=== Section Start ===

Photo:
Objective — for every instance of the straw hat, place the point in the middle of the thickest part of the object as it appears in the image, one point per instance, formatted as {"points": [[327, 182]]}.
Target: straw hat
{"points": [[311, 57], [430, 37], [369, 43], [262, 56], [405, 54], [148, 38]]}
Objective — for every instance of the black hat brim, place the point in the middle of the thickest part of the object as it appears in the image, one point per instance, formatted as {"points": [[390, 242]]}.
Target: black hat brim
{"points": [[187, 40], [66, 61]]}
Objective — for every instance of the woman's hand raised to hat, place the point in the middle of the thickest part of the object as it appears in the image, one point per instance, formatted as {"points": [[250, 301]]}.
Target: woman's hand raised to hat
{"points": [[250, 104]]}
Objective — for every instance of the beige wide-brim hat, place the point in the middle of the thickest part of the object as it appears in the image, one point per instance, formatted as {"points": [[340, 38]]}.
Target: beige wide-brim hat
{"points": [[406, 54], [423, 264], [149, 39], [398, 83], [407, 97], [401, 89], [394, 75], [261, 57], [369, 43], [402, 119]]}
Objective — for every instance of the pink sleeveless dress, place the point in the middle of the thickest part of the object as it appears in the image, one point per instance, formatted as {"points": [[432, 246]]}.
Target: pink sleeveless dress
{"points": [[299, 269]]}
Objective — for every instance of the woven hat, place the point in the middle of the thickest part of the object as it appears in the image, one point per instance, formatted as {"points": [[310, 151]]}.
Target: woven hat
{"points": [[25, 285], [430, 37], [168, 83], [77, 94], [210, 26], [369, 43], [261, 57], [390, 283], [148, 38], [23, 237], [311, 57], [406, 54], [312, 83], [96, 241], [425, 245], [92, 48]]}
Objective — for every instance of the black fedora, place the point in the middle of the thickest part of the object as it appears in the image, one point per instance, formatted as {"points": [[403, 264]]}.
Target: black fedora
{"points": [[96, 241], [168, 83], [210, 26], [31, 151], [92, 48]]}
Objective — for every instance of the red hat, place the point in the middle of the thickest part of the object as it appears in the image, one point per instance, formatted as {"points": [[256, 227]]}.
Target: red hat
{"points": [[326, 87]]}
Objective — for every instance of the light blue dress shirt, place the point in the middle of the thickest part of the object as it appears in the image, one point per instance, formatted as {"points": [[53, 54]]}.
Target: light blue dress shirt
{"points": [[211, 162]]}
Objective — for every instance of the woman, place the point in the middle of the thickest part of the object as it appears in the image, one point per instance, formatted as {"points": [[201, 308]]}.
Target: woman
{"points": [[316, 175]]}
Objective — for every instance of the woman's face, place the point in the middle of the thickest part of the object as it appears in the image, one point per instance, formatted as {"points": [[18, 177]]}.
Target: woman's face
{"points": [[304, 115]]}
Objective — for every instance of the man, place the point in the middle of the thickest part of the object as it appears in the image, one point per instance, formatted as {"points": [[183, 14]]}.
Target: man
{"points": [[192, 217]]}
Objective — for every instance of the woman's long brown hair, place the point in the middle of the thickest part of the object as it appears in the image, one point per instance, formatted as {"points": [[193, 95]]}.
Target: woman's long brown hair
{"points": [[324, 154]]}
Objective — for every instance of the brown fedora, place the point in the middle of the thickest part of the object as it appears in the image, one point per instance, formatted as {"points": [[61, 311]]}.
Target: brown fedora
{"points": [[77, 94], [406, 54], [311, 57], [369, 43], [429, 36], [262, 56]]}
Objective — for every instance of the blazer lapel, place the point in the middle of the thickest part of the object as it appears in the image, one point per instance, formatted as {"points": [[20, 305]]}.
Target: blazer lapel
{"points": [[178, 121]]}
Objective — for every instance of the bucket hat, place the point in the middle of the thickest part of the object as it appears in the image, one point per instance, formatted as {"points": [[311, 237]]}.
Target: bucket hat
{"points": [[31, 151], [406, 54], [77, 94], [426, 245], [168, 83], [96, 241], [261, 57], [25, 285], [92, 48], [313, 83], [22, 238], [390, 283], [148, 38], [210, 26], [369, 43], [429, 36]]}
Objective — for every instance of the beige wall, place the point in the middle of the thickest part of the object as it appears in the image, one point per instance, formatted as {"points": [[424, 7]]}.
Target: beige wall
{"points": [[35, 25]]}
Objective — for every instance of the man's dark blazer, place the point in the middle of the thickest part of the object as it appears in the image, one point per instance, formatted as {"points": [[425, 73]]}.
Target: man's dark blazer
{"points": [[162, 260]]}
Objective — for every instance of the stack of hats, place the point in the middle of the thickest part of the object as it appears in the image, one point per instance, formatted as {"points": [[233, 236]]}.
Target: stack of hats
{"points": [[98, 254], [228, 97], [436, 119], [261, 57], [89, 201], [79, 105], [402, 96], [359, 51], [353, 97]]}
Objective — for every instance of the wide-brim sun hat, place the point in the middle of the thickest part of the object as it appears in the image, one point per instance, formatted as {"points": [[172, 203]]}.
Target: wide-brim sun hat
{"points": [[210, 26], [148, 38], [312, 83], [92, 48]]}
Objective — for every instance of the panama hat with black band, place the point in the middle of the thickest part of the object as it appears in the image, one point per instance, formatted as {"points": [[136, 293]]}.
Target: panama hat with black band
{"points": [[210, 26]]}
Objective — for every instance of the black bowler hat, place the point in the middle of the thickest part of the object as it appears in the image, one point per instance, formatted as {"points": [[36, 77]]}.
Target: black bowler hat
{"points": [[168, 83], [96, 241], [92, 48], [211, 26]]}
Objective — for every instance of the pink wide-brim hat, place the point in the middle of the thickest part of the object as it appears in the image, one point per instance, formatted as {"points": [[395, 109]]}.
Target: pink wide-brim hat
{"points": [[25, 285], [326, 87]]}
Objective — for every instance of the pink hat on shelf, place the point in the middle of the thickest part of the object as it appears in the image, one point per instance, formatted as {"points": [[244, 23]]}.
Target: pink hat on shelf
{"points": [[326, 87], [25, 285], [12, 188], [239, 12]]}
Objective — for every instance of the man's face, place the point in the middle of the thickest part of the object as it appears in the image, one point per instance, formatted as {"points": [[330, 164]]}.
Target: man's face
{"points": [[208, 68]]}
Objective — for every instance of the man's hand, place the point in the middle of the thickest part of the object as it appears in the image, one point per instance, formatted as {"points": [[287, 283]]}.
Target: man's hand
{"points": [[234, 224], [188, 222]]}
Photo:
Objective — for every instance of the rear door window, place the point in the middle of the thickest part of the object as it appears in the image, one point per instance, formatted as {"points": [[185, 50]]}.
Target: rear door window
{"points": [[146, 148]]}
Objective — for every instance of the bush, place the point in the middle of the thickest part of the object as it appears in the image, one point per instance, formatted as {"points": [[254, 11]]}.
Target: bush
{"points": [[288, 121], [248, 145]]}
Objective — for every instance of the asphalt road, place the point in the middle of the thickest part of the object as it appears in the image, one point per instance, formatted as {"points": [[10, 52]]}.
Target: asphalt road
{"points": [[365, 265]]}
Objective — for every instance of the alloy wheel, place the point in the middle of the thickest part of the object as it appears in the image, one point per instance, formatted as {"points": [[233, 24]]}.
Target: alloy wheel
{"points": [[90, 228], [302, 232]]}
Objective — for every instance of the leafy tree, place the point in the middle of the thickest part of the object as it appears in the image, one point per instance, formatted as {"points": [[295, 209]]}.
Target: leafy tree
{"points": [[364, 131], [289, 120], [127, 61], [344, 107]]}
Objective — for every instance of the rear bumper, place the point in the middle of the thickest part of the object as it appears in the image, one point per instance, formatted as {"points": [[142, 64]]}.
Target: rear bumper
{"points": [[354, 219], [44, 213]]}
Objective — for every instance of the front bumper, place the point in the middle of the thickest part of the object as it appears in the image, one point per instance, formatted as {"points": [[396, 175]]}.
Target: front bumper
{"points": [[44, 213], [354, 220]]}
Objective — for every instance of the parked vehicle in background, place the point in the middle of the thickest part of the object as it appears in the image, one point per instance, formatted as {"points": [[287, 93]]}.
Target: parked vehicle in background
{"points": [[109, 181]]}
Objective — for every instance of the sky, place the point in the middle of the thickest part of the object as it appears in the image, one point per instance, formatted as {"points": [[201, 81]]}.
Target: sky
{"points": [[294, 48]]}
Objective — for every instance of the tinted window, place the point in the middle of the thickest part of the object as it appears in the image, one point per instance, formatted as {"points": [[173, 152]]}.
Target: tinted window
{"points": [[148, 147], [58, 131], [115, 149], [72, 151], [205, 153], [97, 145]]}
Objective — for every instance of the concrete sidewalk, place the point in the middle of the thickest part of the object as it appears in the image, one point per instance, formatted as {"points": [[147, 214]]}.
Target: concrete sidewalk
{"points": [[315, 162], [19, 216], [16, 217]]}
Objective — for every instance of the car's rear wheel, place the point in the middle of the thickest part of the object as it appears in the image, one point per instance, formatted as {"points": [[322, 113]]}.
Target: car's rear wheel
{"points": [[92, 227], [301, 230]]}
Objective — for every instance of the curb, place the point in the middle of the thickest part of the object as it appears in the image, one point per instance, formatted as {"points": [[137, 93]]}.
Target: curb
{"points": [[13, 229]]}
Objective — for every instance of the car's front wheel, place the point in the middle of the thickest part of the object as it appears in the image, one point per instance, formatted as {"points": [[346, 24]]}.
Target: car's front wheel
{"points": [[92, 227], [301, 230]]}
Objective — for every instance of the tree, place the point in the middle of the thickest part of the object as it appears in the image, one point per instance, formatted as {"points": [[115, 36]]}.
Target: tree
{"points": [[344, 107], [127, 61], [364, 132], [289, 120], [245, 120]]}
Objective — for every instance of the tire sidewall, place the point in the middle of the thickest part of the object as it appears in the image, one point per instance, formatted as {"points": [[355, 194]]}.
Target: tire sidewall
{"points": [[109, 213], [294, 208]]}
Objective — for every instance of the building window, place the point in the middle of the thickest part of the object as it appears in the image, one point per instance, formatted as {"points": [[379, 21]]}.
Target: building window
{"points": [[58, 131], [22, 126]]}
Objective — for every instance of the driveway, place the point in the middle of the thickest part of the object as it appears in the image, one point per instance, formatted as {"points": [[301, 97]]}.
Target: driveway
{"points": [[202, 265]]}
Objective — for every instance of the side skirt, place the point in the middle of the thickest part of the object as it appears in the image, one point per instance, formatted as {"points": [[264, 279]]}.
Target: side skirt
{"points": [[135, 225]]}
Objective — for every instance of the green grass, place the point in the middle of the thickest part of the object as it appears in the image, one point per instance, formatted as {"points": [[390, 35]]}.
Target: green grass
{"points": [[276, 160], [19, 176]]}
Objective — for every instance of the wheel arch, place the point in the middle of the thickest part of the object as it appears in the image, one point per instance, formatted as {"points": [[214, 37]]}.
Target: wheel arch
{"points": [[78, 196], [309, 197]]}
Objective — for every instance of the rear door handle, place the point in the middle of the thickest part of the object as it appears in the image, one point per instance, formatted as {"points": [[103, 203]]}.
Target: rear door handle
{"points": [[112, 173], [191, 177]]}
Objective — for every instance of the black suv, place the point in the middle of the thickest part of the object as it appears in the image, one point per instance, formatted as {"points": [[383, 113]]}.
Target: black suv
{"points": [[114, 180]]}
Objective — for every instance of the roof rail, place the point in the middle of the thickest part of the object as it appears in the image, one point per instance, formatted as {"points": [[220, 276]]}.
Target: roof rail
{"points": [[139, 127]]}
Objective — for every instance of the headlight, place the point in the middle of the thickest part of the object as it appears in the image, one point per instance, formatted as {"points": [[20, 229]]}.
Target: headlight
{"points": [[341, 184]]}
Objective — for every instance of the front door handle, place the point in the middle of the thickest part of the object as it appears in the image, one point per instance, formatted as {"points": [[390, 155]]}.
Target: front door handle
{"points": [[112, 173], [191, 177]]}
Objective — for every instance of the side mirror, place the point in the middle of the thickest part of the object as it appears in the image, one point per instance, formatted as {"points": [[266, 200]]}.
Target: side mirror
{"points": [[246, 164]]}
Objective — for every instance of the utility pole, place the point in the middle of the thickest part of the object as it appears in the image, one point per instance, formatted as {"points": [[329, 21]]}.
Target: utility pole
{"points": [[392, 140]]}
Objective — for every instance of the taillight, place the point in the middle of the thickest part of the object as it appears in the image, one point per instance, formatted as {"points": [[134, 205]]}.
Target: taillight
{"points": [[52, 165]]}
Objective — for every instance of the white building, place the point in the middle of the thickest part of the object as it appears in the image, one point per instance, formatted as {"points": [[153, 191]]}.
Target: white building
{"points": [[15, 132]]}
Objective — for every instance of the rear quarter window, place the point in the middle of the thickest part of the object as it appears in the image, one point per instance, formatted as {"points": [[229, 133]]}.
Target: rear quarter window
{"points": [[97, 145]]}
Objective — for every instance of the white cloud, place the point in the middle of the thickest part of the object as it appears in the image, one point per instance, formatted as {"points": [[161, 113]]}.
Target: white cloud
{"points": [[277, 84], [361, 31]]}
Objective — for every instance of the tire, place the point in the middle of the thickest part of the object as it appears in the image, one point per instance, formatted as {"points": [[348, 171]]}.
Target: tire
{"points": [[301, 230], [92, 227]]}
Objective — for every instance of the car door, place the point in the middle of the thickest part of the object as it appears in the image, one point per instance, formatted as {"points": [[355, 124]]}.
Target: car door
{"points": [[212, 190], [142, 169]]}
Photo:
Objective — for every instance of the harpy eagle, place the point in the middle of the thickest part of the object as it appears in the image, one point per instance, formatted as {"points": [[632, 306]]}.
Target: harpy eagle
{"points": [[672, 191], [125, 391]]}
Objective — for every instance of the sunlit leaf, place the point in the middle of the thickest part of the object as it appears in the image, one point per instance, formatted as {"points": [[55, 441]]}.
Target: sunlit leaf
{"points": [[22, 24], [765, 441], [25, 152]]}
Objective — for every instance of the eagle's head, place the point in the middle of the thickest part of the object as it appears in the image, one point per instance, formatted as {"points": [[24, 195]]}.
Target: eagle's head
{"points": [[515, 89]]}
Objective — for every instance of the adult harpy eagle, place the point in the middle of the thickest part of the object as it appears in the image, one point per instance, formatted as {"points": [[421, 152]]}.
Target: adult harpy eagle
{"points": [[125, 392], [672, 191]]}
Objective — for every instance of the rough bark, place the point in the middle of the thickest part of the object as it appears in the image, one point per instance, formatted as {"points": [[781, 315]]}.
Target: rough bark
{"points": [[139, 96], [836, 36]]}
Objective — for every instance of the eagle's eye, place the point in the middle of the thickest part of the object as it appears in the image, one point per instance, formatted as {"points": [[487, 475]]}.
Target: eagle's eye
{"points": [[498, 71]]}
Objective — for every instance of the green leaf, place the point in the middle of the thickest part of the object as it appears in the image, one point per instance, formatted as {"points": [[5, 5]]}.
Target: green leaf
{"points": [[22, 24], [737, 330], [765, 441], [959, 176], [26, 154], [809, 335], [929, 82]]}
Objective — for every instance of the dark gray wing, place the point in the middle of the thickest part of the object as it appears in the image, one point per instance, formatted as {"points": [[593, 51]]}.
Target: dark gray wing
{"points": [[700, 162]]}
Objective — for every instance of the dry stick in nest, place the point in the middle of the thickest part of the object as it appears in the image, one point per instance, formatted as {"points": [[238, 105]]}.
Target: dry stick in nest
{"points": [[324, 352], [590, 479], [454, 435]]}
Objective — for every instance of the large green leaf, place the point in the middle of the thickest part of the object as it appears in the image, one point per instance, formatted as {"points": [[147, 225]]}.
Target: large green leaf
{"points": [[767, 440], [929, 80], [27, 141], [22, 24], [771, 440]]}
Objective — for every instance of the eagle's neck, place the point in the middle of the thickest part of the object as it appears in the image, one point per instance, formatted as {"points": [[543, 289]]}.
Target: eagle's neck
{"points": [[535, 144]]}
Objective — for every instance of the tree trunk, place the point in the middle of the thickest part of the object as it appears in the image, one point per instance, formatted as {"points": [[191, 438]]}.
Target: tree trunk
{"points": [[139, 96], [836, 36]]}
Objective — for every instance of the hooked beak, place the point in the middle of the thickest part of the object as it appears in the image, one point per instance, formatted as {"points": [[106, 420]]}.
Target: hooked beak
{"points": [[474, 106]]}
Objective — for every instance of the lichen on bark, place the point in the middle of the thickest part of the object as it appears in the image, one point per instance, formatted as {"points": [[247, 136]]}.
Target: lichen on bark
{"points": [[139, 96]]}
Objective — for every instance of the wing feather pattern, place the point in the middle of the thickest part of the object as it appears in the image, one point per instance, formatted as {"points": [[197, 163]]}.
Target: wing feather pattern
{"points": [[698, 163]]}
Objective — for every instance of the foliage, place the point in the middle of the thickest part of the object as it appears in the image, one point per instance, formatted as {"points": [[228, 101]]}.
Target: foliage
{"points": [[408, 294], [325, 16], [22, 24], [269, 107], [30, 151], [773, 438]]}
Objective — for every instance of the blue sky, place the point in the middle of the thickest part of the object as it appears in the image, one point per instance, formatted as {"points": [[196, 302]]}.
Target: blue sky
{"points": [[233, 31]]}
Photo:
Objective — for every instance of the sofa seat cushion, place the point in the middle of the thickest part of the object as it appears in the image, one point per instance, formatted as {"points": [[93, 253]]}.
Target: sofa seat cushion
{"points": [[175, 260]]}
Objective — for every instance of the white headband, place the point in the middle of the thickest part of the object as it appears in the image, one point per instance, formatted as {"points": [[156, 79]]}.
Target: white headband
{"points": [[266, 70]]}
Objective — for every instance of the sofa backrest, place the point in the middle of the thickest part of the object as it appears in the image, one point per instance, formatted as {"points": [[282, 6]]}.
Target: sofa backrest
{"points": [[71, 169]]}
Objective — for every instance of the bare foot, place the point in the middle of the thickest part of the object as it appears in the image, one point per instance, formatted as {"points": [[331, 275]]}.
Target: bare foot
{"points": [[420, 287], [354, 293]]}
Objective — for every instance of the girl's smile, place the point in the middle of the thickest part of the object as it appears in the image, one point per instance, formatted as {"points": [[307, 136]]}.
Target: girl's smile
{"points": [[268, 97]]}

=== Section End ===

## DESCRIPTION OF THE TASK
Return word for word the lines above from the line with "Target: tire sidewall" to the line with "Objective — for every instance of the green grass, place", including both and leaving out all others.

## SOLUTION TO THE PROBLEM
Target: tire sidewall
{"points": [[109, 213], [294, 208]]}
Objective — for every instance of the building window, place the point in the middle of the thickest part of the object as it appears in the image, one point per instance, formatted as {"points": [[379, 21]]}.
Target: building window
{"points": [[58, 131], [22, 126]]}
Objective — for every instance of the driveway, place the point in the middle of the thickest part of the object as it appears in the image, one point per instance, formatted as {"points": [[301, 97]]}.
Target: driveway
{"points": [[202, 265]]}
Objective — for every instance of the side skirt, place the point in the middle of the thickest part of the object as it appears in the image, one point per instance, formatted as {"points": [[264, 279]]}.
Target: side skirt
{"points": [[135, 225]]}
Objective — for every instance of the green grass, place the point in the middle of the thickest part of the object as it appears in the image, one point per instance, formatted as {"points": [[390, 35]]}.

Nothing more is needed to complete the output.